**Passage to read**

****************************************

Now retrieve the the list of columns in SCHOOLS table and their column type (datatype) and length.


In [13]:
%%sql 

SELECT DISTINCT(COLUMN_NAME), COLUMN_TYPE FROM INFORMATION_SCHEMA.COLUMNS 
WHERE TABLE_NAME = 'SCHOOLS' 
ORDER BY COLUMN_NAME 
LIMIT 5;

 * mysql+pymysql://root:***@localhost/pythonDB
5 rows affected.


COLUMN_NAME,COLUMN_TYPE
10th Grade PLAN (2009),text
10th Grade PLAN (2010),text
11th Grade Average ACT (2011),text
9th Grade EXPLORE (2009),text
9th Grade EXPLORE (2010),text


Double-click **here** for the solution.

<!-- Solution:

%%sql 

SELECT DISTINCT(COLUMN_NAME),COLUMN_TYPE FROM INFORMATION_SCHEMA.COLUMNS 
WHERE TABLE_NAME = 'SCHOOLS' ORDER BY COLUMN_NAME;

-->

### Questions

1.  Is the column name for the "SCHOOL ID" attribute in upper or mixed case?: `mixed case`
2.  What is the name of "Community Area Name" column in your table? Does it have spaces?: COMMUNITY_AREA_NAME; `No`
3.  Are there any columns in whose names the spaces and paranthesis (round brackets) have been replaced by the underscore character "\_"?

****************************************

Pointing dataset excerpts
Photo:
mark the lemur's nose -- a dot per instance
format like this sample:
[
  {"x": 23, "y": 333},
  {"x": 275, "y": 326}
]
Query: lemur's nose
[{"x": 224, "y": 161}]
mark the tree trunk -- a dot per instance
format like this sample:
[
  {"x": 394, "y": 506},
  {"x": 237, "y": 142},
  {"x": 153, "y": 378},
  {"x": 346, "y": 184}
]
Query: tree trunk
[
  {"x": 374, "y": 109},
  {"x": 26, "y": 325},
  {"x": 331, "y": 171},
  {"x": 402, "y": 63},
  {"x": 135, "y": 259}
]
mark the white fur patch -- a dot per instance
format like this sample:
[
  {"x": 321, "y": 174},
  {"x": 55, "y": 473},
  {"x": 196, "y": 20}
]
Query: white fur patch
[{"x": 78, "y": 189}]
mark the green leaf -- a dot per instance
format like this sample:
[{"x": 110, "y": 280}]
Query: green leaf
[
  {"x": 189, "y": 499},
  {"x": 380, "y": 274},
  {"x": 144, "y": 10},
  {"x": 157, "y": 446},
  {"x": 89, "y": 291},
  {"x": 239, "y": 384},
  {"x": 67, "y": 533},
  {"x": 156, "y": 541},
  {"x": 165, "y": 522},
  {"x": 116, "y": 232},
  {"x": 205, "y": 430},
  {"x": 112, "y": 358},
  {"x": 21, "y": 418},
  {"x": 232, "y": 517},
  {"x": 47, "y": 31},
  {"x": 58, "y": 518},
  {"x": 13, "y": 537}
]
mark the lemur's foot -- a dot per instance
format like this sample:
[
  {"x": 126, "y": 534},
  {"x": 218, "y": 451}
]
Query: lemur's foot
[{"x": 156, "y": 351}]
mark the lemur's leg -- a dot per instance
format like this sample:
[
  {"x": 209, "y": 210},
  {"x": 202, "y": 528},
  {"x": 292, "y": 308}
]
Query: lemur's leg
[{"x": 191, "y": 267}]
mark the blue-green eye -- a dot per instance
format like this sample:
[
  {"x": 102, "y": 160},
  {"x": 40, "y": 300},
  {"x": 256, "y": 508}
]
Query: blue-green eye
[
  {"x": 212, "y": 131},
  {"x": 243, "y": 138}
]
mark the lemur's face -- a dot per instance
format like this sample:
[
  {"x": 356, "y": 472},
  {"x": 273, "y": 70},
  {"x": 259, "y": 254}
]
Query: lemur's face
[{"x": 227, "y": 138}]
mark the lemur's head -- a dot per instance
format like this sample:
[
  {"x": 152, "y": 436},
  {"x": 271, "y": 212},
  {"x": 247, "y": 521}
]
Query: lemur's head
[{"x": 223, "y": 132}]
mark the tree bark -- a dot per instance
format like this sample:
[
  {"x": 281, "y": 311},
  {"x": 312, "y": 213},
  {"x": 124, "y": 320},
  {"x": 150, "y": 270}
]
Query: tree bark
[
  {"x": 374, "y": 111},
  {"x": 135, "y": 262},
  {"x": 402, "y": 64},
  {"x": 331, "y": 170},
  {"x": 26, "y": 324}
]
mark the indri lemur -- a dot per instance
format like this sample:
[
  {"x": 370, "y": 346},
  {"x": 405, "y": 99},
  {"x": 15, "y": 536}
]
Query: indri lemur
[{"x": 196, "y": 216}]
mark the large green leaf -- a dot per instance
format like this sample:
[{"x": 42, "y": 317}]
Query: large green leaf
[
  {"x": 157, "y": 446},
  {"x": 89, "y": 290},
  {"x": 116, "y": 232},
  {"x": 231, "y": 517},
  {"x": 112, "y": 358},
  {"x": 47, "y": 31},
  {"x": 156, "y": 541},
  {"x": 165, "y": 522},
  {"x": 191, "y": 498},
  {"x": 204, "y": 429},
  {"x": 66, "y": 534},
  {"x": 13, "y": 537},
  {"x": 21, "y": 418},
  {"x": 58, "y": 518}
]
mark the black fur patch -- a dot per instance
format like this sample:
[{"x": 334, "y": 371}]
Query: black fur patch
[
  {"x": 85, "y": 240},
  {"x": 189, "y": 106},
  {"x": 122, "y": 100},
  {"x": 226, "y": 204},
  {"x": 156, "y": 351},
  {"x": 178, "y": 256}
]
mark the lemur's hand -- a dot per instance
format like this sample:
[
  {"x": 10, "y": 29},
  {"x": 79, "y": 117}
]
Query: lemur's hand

****************************************

**Problems to work on**
(a) In the SCHOOLS table SQL notebook, rewrite the part starting with "COLUMN_NAME,COLUMN_TYPE" and going on through "for the solution.", changing "EXPLORE" to "ASPIRE".
(b) Write what comes next in the SCHOOLS table SQL notebook, picking up after its final line.

**Task-by-task results**
(a)
COLUMN_NAME,COLUMN_TYPE
10th Grade PLAN (2009),text
10th Grade PLAN (2010),text
11th Grade Average ACT (2011),text
9th Grade ASPIRE (2009),text
9th Grade ASPIRE (2010),text


Double-click **here** for the solution.

(b)
## Problems

### Problem 1

##### How many Elementary Schools are in the dataset?


In [13]:
%sql SELECT COUNT(*) FROM SCHOOLS WHERE `Elementary, Middle, or High School` = "ES" ;

 * mysql+pymysql://root:***@localhost/pythonDB
1 rows affected.


COUNT(*)
462


Double-click **here** for the solution.

<!-- Solution:

%sql SELECT COUNT(*) FROM SCHOOLS WHERE `Elementary, Middle, or High School` = "ES" ;

-->


### Problem 2

##### What is the highest Safety Score?


In [14]:
%sql SELECT MAX(safety_score) AS "HIGHEST SAFETY SCORE" FROM SCHOOLS;

 * mysql+pymysql://root:***@localhost/pythonDB
1 rows affected.


HIGHEST SAFETY SCORE
99.0


### Problem 3

##### Which schools have highest Safety Score?


In [15]:
%%sql 

SELECT name_of_school, safety_score FROM SCHOOLS
WHERE safety_score = (SELECT MAX(safety_score) FROM SCHOOLS);

 * mysql+pymysql://root:***@localhost/pythonDB
19 rows affected.


name_of_school,safety_score
Abraham Lincoln Elementary School,99.0
Alexander Graham Bell Elementary School,99.0
Annie Keller Elementary Gifted Magnet School,99.0
Augustus H Burley Elementary School,99.0
Edgar Allan Poe Elementary Classical School,99.0
Edgebrook Elementary School,99.0
Ellen Mitchell Elementary School,99.0
James E McDade Elementary Classical School,99.0
James G Blaine Elementary School,99.0
LaSalle Elementary Language Academy,99.0


### Problem 4

##### What are the top 10 schools with the highest "Average Student Attendance"?


In [16]:
%%sql 

SELECT name_of_school, average_student_attendance FROM SCHOOLS 
ORDER BY average_student_attendance DESC LIMIT 10;

 * mysql+pymysql://root:***@localhost/pythonDB
10 rows affected.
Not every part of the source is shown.